STORED DATA =
↓↓↓

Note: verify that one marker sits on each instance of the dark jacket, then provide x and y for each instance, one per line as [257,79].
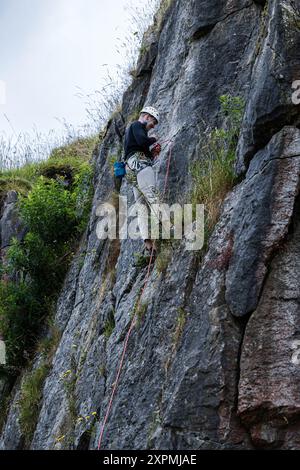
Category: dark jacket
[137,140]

↑↑↑
↓↓↓

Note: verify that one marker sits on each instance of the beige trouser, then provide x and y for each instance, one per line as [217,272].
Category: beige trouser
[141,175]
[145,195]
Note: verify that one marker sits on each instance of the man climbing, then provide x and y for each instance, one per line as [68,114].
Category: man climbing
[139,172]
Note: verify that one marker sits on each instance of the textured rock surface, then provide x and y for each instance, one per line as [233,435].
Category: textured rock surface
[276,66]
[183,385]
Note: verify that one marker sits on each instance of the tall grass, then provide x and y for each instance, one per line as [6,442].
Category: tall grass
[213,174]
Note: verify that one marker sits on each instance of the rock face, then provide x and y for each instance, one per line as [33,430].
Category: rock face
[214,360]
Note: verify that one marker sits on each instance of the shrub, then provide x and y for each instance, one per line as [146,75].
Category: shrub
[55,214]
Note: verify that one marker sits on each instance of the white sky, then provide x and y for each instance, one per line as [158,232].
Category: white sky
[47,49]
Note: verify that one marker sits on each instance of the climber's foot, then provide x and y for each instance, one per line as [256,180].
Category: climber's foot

↑↑↑
↓↓↓

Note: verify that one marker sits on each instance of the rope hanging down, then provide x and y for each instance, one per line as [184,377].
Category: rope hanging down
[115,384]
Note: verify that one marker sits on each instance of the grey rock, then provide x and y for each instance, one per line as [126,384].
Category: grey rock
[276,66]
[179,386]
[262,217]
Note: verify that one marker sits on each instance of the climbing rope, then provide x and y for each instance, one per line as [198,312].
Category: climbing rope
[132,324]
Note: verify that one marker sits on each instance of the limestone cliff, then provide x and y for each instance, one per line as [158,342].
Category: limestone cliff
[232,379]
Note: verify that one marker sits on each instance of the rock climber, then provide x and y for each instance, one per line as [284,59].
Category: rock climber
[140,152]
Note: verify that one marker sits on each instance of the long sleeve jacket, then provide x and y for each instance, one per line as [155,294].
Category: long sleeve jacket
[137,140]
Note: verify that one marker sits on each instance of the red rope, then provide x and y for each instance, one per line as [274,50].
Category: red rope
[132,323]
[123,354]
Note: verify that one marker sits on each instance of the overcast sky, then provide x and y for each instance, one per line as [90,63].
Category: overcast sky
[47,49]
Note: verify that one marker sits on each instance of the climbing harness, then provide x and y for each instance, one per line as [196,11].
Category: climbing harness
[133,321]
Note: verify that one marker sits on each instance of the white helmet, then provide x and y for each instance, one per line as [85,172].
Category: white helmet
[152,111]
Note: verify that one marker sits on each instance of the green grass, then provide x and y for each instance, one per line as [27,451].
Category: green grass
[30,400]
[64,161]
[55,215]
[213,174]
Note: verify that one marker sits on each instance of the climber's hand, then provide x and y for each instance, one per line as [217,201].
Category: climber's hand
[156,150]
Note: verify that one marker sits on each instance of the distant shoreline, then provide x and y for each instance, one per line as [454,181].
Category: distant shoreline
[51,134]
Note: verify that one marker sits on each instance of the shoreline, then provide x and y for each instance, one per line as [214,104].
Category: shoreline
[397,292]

↑↑↑

EXERCISE TASK =
Lay out the lines from the one containing "line as [33,430]." through the one containing "Category: climber's foot" as a Markdown table with columns Index and Line, numbering them in order and leaving out blank lines.

THE COMPLETED TASK =
| Index | Line |
|---|---|
| 1 | Note: verify that one marker sits on each instance of the rock face, then provide x and y for each instance, one per line as [33,430]. |
| 2 | Category: rock face |
| 3 | [214,360] |
| 4 | Note: verify that one marker sits on each instance of the shrub, then provide x and y for each instance, one per line as [146,75]. |
| 5 | Category: shrub |
| 6 | [55,214] |
| 7 | Note: verify that one marker sits on each instance of the white sky, then provide x and y for each instance, one per line as [158,232]. |
| 8 | Category: white sky |
| 9 | [47,49] |
| 10 | Note: verify that one marker sits on each instance of the climber's foot, then provide x and y for each instance, one per line as [256,180]. |
| 11 | Category: climber's foot |